>> BEGIN

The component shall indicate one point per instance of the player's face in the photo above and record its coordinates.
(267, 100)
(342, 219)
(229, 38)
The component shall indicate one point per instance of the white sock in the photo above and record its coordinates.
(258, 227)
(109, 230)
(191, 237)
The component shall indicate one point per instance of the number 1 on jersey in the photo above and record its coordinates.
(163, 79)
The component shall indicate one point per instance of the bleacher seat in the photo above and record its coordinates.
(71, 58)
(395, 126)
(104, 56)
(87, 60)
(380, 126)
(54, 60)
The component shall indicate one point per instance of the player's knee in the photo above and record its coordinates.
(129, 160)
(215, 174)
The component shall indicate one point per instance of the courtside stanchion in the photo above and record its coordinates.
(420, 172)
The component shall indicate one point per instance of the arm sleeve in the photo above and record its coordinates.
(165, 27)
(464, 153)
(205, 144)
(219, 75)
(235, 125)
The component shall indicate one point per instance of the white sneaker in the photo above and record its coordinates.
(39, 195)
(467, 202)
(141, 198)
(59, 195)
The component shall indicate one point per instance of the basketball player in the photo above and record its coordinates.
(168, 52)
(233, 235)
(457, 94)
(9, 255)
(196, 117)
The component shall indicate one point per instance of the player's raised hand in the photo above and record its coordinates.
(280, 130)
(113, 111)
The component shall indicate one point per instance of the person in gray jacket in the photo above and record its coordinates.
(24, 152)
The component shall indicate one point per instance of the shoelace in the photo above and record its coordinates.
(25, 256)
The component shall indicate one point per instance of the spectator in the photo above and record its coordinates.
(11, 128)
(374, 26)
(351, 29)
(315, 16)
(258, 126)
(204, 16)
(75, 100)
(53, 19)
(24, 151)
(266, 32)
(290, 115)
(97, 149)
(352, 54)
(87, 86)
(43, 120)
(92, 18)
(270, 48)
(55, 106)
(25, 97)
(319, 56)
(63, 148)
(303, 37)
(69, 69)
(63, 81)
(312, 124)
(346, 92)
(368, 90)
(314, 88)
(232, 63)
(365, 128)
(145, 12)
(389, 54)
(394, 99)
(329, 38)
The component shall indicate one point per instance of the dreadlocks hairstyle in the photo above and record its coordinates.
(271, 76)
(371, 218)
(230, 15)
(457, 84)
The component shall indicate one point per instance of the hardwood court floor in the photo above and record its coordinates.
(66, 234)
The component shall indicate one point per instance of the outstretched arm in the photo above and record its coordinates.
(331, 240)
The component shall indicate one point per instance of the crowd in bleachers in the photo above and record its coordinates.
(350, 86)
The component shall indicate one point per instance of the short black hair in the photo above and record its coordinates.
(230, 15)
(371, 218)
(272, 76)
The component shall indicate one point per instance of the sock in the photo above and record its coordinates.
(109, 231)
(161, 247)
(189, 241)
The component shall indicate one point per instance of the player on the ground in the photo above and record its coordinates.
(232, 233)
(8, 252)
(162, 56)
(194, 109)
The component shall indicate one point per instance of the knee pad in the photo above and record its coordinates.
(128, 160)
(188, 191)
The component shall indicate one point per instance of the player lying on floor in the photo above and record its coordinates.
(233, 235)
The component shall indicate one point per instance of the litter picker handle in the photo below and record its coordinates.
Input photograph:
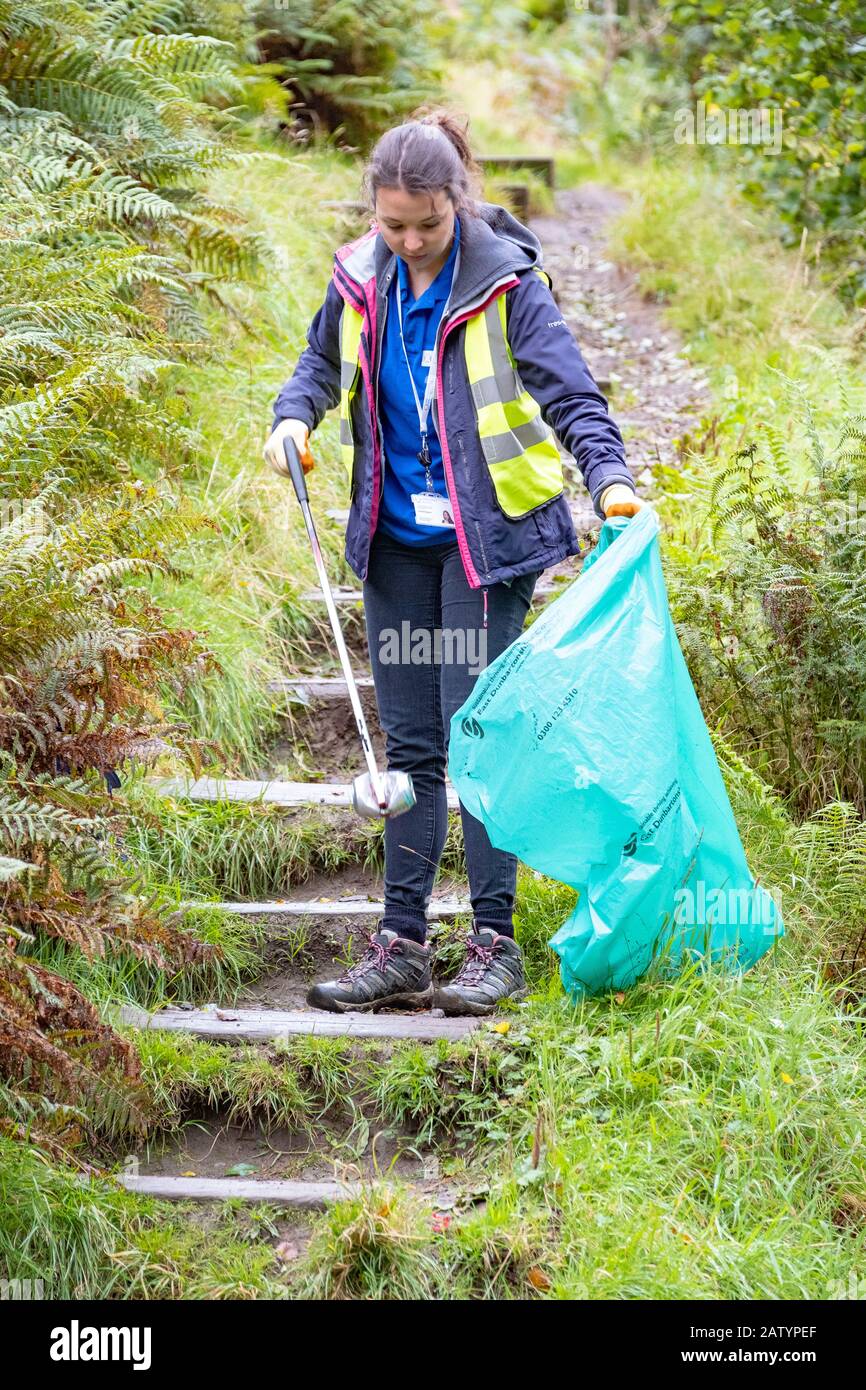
(295, 469)
(300, 488)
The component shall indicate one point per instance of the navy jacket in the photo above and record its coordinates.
(498, 255)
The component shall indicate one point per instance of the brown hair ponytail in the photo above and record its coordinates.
(424, 154)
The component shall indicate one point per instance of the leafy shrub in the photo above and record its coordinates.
(352, 68)
(772, 612)
(808, 61)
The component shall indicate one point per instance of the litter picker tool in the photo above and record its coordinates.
(373, 792)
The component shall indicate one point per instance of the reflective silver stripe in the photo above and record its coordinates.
(348, 371)
(513, 442)
(503, 387)
(499, 352)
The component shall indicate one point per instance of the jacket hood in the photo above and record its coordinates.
(494, 245)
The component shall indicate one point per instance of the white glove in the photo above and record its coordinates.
(620, 501)
(274, 452)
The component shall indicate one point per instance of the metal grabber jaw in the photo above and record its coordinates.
(398, 794)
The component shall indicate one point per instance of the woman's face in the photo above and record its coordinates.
(417, 227)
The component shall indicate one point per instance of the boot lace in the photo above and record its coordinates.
(376, 957)
(478, 959)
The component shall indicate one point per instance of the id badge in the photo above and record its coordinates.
(431, 509)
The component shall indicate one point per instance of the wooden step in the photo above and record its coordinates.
(227, 1025)
(317, 687)
(538, 164)
(439, 909)
(273, 792)
(280, 1191)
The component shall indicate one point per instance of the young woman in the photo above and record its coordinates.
(455, 374)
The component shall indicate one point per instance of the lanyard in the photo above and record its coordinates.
(430, 387)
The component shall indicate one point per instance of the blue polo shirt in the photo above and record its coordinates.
(401, 431)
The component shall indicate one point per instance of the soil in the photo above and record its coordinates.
(210, 1147)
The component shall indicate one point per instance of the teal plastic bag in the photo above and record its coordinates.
(583, 749)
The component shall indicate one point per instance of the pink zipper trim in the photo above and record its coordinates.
(471, 574)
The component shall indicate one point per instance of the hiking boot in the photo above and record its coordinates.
(392, 972)
(492, 970)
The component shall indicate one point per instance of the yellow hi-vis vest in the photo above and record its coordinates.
(519, 448)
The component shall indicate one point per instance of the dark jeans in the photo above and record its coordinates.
(410, 595)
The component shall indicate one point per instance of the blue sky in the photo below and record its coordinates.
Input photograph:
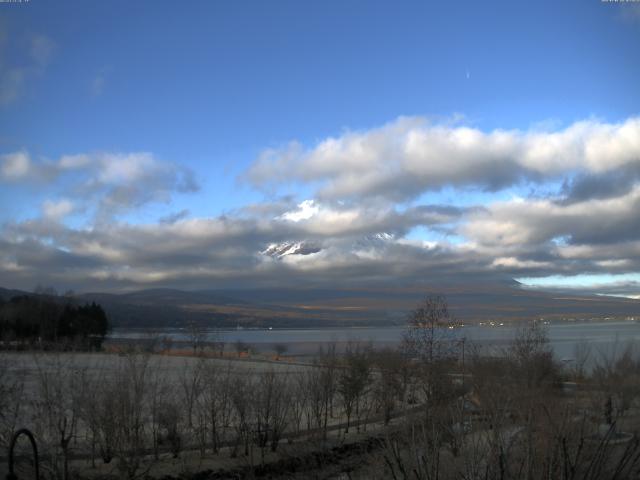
(232, 102)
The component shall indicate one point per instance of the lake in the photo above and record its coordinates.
(605, 338)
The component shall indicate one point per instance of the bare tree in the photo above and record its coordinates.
(428, 337)
(197, 334)
(353, 380)
(57, 407)
(217, 401)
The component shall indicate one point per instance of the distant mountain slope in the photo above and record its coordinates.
(325, 307)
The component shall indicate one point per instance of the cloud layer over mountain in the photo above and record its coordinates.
(508, 203)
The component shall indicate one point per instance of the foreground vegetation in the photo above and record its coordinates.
(434, 409)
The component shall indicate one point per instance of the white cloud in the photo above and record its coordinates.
(15, 166)
(14, 77)
(56, 210)
(409, 156)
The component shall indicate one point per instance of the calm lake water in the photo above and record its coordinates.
(605, 338)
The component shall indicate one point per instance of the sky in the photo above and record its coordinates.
(345, 144)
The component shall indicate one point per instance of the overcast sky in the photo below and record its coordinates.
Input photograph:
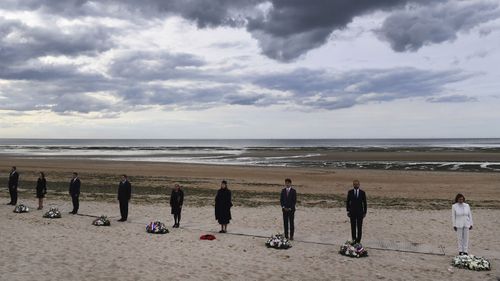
(249, 69)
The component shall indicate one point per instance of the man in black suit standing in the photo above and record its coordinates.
(288, 199)
(356, 210)
(74, 191)
(124, 194)
(13, 182)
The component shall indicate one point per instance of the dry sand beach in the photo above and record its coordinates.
(409, 208)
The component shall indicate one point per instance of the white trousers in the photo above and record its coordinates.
(463, 239)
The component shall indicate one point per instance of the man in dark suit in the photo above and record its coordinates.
(13, 182)
(288, 199)
(74, 191)
(124, 194)
(356, 210)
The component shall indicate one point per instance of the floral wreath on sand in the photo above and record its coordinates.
(278, 241)
(53, 213)
(101, 221)
(156, 227)
(353, 250)
(471, 262)
(21, 208)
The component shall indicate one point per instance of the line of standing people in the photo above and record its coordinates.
(356, 205)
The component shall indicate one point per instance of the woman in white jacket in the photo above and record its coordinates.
(462, 223)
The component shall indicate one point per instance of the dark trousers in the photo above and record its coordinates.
(356, 224)
(288, 217)
(124, 209)
(13, 195)
(177, 217)
(76, 203)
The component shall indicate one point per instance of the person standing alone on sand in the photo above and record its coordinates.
(74, 191)
(41, 189)
(356, 210)
(124, 194)
(288, 199)
(223, 206)
(176, 201)
(462, 223)
(13, 182)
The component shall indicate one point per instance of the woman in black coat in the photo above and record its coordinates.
(223, 206)
(41, 189)
(176, 201)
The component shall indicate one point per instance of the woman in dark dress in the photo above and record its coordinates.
(176, 201)
(223, 206)
(41, 189)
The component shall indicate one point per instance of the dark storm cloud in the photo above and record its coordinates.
(411, 29)
(285, 29)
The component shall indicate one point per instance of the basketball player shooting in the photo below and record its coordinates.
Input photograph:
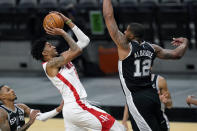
(78, 114)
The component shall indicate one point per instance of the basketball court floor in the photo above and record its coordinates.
(104, 91)
(58, 125)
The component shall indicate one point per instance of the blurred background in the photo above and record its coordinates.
(21, 24)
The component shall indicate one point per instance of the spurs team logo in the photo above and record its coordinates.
(104, 118)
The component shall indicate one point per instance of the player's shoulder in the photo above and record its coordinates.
(22, 106)
(161, 78)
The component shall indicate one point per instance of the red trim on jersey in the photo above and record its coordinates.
(105, 119)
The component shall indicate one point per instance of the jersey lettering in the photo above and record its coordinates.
(146, 64)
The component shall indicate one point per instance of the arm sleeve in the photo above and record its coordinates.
(83, 40)
(47, 115)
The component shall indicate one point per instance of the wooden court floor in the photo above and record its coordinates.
(58, 125)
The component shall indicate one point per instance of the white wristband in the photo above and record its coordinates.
(47, 115)
(83, 40)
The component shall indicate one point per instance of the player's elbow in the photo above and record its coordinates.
(177, 56)
(107, 16)
(79, 51)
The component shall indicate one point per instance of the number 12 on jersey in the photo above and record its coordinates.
(145, 70)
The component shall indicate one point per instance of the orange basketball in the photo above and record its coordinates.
(53, 20)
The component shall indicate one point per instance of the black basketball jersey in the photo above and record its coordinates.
(154, 80)
(135, 69)
(15, 118)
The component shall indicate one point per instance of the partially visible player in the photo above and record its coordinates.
(136, 57)
(78, 114)
(12, 115)
(191, 100)
(160, 84)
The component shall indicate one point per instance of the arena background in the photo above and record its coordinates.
(21, 25)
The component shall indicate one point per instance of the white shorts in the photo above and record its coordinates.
(81, 116)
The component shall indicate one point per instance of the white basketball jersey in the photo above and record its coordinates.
(68, 83)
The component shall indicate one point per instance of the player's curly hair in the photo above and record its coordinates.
(37, 48)
(1, 86)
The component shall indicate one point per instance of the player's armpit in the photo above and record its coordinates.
(26, 109)
(166, 53)
(56, 62)
(4, 125)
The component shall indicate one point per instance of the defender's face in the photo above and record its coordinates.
(8, 94)
(50, 49)
(129, 35)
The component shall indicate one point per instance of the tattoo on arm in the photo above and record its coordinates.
(25, 127)
(56, 62)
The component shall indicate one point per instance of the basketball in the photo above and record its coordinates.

>> END

Extract, exactly, the lines above that begin at the line containing "the player's curly" and end at the final line of the records; add no other text.

The component shall indicate one point per instance of the player's curly hair in the photo above and record its coordinates.
(37, 48)
(1, 86)
The component shall indicate one point per instance of the player's armpit in the photo above and record its coordinates.
(26, 109)
(166, 53)
(56, 62)
(4, 125)
The component shall indicate one point per instance of the defender's face in the photo above and record its coordinates.
(8, 94)
(50, 49)
(129, 35)
The component shall indicate one point per instance of the tattoo on arm in the photo above and record its coordinates.
(25, 127)
(56, 62)
The component shall indicate one point per instance of the basketball in the photo above and record its coordinates.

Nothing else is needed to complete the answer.